### Given problem
In the records, rename "woman's nose" to "man's nose" in the part that opens with the line containing "Trace the outline of every instance of the woman's nose." and closes with the line containing "Give the mask of the woman's nose.". Give that part again with every other word unchanged.
[START Data excerpts]
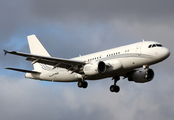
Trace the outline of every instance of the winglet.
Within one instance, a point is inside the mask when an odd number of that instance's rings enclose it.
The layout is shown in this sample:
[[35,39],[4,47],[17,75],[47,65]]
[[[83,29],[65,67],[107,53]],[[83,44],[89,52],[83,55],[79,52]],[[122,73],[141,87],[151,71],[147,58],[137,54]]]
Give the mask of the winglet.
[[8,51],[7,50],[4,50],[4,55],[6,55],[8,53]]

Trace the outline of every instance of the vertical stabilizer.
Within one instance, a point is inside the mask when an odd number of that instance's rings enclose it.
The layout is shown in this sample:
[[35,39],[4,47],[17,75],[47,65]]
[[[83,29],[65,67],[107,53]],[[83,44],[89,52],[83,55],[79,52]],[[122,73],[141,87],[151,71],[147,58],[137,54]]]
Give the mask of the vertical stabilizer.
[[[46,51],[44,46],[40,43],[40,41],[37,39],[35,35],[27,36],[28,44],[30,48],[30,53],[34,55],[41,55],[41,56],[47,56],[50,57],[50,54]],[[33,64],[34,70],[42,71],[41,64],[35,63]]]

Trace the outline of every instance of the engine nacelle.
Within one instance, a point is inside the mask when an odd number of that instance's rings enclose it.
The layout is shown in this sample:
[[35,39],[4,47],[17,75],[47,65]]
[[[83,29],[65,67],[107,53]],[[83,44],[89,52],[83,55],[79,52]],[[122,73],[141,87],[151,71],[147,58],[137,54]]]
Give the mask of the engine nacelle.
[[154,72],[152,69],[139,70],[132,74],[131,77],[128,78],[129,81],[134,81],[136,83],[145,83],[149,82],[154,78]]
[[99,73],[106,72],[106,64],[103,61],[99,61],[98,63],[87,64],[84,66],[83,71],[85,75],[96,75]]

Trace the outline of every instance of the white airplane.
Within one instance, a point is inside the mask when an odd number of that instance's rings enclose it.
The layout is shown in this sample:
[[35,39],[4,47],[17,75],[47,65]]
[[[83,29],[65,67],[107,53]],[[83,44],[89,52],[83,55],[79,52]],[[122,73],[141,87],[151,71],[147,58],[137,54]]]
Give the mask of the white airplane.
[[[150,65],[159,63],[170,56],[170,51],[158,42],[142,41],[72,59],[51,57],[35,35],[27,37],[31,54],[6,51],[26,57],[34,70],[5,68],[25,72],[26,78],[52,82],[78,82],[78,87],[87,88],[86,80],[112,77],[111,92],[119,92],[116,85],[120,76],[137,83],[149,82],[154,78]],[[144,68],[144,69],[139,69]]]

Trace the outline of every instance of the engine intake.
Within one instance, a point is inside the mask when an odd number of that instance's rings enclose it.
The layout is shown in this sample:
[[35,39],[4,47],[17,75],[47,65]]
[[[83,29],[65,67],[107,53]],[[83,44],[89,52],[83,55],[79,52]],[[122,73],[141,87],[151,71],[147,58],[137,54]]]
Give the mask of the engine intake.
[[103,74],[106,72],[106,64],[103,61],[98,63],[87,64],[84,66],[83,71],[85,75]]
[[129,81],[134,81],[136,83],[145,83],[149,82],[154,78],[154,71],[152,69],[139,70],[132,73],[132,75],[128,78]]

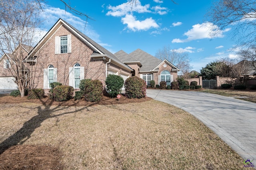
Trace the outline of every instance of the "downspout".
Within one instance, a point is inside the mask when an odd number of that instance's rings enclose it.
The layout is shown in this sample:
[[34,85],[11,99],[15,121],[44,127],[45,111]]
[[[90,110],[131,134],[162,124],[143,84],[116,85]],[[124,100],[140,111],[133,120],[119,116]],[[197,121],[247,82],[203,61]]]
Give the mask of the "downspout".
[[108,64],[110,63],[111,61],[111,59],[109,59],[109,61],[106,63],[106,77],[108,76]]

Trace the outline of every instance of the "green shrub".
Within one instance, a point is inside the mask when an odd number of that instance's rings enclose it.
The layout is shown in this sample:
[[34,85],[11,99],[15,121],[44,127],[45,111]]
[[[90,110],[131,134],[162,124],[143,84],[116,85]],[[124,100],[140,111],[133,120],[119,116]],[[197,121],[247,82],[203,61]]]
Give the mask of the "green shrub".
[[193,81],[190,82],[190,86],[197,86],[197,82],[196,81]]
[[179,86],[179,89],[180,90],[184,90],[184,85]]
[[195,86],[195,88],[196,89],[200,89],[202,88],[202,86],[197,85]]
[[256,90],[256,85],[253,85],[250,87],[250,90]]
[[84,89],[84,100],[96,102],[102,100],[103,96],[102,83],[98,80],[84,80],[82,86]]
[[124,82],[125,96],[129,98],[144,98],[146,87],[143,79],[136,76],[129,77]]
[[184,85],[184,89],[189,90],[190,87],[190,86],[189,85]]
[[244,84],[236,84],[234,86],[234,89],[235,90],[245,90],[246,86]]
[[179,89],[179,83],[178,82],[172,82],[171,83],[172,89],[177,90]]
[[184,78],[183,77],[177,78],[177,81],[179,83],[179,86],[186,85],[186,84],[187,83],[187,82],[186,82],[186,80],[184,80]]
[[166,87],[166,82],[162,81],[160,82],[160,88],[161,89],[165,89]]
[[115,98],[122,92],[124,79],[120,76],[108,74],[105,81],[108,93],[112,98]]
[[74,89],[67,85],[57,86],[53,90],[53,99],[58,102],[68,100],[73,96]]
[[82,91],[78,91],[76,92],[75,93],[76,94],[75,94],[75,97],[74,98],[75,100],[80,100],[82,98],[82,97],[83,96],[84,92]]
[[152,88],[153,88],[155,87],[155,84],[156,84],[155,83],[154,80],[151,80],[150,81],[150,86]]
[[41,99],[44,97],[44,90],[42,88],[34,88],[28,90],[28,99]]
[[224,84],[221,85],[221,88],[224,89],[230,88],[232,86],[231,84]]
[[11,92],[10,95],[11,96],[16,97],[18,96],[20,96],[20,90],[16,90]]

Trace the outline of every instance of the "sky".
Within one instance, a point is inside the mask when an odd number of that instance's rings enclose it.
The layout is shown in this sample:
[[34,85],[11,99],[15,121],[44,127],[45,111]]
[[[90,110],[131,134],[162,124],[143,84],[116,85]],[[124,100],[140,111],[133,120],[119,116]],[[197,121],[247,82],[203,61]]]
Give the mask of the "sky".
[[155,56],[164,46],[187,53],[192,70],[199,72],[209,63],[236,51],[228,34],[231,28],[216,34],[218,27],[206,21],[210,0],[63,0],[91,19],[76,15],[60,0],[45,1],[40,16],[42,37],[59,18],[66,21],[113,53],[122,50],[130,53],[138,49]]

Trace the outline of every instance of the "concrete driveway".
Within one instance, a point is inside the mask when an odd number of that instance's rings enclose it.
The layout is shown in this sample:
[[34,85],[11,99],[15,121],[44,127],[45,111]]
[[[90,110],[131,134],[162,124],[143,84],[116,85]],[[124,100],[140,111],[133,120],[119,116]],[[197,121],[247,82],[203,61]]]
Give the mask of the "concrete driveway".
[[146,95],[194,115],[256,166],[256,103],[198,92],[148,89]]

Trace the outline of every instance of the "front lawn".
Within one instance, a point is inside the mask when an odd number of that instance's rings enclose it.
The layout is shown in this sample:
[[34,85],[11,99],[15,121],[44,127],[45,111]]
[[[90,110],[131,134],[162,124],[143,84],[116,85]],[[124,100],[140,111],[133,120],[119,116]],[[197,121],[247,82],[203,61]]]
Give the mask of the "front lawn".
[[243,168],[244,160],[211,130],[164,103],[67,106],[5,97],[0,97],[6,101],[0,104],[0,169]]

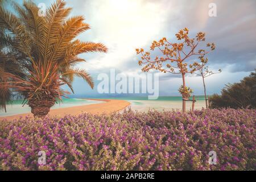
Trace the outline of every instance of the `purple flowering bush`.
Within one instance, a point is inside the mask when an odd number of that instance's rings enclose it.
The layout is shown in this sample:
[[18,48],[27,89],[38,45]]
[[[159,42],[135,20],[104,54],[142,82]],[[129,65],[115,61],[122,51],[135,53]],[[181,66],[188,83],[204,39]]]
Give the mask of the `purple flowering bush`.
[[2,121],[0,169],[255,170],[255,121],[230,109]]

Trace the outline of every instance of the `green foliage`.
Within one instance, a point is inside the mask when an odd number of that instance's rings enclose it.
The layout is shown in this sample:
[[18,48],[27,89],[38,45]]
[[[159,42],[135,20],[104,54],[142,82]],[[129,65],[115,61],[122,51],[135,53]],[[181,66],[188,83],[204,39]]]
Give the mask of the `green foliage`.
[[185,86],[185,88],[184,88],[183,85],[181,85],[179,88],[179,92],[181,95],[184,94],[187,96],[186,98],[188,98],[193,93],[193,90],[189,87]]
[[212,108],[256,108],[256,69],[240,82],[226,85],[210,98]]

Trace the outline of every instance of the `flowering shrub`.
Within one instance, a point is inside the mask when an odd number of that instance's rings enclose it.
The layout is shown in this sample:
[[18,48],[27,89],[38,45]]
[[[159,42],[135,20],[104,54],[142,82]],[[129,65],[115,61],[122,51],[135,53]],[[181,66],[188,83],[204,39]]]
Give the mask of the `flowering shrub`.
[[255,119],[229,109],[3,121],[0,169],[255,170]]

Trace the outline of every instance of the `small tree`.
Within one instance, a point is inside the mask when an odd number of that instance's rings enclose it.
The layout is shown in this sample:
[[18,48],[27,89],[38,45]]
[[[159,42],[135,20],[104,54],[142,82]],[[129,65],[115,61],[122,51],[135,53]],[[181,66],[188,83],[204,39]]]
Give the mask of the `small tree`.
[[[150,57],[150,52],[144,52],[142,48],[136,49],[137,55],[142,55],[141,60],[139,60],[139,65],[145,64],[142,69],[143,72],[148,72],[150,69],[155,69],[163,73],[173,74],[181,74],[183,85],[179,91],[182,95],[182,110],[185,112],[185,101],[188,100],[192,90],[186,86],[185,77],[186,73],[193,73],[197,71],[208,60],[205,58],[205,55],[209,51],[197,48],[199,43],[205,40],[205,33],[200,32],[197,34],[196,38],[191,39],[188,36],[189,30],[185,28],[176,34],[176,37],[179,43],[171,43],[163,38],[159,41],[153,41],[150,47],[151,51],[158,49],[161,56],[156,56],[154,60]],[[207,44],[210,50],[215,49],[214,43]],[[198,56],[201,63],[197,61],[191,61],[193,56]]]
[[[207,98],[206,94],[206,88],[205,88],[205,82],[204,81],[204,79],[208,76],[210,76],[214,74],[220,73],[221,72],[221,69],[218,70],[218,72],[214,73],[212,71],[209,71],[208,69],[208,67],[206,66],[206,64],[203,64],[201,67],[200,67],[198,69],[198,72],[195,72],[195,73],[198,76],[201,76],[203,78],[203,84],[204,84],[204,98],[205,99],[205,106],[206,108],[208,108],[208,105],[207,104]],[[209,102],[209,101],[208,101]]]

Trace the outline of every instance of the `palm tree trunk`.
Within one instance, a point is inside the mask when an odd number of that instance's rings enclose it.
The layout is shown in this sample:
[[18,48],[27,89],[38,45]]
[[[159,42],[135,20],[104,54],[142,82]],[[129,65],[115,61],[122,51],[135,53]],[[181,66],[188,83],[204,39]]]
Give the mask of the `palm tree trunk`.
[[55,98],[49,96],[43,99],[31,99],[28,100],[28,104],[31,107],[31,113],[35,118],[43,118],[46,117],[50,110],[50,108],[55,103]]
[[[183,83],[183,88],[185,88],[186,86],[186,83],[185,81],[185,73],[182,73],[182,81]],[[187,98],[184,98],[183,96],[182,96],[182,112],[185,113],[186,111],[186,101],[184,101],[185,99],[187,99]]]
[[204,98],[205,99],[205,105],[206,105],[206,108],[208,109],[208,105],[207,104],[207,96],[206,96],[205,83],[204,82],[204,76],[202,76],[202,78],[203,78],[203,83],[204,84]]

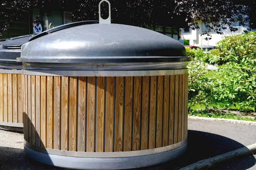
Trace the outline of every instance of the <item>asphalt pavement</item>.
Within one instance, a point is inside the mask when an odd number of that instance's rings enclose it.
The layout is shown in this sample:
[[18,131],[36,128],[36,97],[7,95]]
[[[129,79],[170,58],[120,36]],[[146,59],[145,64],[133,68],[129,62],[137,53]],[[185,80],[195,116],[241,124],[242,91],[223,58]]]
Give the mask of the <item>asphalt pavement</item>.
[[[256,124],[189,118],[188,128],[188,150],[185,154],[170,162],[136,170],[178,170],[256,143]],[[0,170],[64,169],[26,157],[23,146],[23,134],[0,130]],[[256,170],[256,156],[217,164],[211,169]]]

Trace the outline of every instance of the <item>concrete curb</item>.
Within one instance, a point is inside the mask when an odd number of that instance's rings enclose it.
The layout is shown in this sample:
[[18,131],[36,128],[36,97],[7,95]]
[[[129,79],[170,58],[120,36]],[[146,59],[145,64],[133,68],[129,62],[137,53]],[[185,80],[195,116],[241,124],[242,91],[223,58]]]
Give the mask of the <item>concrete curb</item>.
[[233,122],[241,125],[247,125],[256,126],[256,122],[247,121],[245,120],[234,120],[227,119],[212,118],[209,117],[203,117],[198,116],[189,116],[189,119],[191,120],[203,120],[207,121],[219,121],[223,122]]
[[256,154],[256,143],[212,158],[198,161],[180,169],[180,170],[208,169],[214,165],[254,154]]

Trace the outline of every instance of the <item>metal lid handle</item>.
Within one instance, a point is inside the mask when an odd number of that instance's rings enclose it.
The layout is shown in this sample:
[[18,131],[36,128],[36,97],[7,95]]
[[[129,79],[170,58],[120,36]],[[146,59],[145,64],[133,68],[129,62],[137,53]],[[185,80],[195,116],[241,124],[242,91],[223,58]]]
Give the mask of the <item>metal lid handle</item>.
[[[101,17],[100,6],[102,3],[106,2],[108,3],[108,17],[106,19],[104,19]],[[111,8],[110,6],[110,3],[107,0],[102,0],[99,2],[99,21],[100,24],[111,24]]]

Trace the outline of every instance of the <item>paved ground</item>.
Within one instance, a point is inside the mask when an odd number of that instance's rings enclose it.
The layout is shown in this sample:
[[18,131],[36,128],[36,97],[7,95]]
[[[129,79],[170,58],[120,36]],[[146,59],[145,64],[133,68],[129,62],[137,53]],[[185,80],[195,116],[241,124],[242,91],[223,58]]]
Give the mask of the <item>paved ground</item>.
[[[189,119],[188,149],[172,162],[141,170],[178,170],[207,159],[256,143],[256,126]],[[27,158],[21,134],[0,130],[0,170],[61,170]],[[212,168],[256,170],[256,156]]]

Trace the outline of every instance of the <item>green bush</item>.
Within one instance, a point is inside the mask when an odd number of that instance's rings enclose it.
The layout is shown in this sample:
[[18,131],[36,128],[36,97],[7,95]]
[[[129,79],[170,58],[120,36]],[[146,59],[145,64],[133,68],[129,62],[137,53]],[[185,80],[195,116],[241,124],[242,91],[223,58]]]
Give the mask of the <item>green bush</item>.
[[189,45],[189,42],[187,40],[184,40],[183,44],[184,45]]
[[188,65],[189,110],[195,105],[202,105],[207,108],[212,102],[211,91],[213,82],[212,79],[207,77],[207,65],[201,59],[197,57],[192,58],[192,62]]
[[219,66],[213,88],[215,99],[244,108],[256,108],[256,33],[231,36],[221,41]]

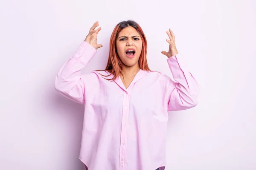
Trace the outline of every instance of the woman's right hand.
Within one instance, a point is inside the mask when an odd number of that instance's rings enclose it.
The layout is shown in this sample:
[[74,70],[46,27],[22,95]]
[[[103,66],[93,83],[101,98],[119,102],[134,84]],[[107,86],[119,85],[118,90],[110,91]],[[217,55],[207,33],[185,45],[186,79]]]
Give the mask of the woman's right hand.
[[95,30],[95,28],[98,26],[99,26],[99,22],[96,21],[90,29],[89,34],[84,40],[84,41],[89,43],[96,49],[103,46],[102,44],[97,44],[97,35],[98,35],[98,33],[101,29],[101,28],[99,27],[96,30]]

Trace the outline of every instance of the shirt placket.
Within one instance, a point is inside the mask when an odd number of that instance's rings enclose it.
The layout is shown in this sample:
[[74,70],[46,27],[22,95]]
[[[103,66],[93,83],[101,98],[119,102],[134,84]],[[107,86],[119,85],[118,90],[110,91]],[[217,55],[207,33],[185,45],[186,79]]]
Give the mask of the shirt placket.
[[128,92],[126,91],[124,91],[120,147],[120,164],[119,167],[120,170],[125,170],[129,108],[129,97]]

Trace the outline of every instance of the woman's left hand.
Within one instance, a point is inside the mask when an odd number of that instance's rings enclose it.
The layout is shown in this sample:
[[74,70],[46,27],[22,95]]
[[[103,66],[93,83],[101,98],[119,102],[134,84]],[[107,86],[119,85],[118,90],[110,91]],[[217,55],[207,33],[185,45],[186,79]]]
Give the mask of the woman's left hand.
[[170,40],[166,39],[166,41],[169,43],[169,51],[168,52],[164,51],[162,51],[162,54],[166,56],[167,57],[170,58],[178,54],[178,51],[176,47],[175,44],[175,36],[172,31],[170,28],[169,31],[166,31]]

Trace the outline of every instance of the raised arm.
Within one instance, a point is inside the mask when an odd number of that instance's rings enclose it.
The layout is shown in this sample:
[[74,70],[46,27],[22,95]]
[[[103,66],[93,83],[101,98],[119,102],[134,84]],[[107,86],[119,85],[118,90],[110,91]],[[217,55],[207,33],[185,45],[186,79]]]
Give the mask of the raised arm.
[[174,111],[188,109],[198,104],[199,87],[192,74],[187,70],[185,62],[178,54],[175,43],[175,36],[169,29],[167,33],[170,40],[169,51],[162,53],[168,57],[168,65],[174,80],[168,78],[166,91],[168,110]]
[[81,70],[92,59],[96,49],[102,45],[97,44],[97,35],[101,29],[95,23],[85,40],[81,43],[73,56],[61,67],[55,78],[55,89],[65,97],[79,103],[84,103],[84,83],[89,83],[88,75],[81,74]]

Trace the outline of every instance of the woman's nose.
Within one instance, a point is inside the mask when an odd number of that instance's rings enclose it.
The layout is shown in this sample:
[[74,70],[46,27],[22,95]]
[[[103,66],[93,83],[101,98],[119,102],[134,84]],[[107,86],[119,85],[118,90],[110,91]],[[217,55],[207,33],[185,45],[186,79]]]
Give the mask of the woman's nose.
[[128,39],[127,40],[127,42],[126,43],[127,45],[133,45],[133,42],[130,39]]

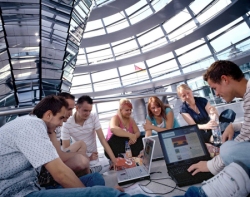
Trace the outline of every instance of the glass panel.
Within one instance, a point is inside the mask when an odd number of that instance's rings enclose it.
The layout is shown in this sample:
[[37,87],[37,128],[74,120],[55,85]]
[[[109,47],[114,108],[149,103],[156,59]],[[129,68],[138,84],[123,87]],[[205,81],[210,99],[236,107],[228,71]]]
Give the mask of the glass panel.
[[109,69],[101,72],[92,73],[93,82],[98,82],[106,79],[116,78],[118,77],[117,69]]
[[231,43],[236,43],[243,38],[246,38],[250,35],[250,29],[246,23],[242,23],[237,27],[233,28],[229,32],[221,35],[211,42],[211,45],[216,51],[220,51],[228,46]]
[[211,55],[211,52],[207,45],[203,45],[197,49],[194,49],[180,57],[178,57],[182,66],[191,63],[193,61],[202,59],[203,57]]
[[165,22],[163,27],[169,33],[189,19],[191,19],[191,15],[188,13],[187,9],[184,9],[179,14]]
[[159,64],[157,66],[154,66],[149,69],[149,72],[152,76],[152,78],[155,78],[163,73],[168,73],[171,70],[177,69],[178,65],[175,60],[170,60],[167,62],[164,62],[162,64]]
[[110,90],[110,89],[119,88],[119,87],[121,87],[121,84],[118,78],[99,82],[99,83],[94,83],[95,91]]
[END Data excerpts]
### Output
Trace the outline of every instance of the man's nose.
Within one instance, a point is inside the mask when an odd number of that instance's rings enclose it.
The layout is shown in this sample:
[[74,70],[46,27],[22,95]]
[[[103,66],[93,83],[101,98],[119,102],[134,84]],[[107,86],[119,85],[118,90],[110,91]],[[217,55],[207,33],[185,45],[186,79]]]
Give the mask of the man's nose.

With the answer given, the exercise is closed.